- **TASK STATEMENT**
Copy every line of the records below word for word, keeping the original order.

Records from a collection
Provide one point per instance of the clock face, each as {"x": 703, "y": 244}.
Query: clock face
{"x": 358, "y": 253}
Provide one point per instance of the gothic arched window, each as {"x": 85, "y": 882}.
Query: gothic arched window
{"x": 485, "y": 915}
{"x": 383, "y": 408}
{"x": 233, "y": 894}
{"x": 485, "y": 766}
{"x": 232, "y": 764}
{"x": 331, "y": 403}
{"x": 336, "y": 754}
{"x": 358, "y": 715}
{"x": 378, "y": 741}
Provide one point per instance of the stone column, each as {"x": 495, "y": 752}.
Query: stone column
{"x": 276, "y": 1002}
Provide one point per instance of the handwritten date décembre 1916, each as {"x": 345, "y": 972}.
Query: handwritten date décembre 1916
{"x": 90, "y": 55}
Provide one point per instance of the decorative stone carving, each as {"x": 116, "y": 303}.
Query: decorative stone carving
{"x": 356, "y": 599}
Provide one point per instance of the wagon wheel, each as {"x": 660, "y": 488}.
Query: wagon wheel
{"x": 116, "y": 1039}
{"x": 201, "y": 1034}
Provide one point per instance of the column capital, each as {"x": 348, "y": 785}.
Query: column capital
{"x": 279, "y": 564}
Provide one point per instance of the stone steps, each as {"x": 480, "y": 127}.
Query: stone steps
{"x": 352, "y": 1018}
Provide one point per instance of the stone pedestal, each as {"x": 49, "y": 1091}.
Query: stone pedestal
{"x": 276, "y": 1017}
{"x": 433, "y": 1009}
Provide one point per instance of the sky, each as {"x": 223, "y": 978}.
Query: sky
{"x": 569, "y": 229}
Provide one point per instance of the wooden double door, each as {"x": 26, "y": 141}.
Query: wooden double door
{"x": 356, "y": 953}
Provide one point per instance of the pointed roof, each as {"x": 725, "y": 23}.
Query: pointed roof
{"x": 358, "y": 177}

- **WRITTEN ANSWER**
Provide one point per instance of the clock face, each as {"x": 703, "y": 244}.
Query: clock face
{"x": 358, "y": 253}
Provide one point per instance of the gothic arched window, each as {"x": 85, "y": 882}.
Query: gothic arched window
{"x": 485, "y": 915}
{"x": 383, "y": 408}
{"x": 233, "y": 894}
{"x": 485, "y": 766}
{"x": 232, "y": 764}
{"x": 331, "y": 403}
{"x": 336, "y": 754}
{"x": 358, "y": 715}
{"x": 378, "y": 741}
Provide one point per instance of the stone column, each as {"x": 495, "y": 752}.
Query: stone column
{"x": 276, "y": 1002}
Provide one point per instance of the handwritten date décembre 1916, each as {"x": 345, "y": 972}.
Query: handwritten date décembre 1916
{"x": 90, "y": 55}
Provide one point per instance of the decorative stone carving, each as {"x": 116, "y": 303}.
Query: decorative stone carving
{"x": 356, "y": 599}
Provide one point per instance of the wagon wheel, each as {"x": 660, "y": 488}.
Query: wagon wheel
{"x": 116, "y": 1039}
{"x": 201, "y": 1034}
Provide one point per instance of the column capital, each as {"x": 348, "y": 785}.
Query: column capital
{"x": 279, "y": 564}
Provide one point per instance of the stone steps, each as {"x": 480, "y": 127}.
Query: stone steps
{"x": 352, "y": 1018}
Provide one point per instance of the stone pedestal, each as {"x": 49, "y": 1091}.
Query: stone pedestal
{"x": 276, "y": 1017}
{"x": 433, "y": 1009}
Provide one point per instance of the sky, each as {"x": 223, "y": 978}.
Query: sky
{"x": 569, "y": 229}
Provide one point per instance of the wooden double door, each as {"x": 26, "y": 141}.
Query: wooden double door
{"x": 356, "y": 953}
Provide one point per instance of the pointed roof, each as {"x": 725, "y": 23}.
Query: pointed roof
{"x": 358, "y": 177}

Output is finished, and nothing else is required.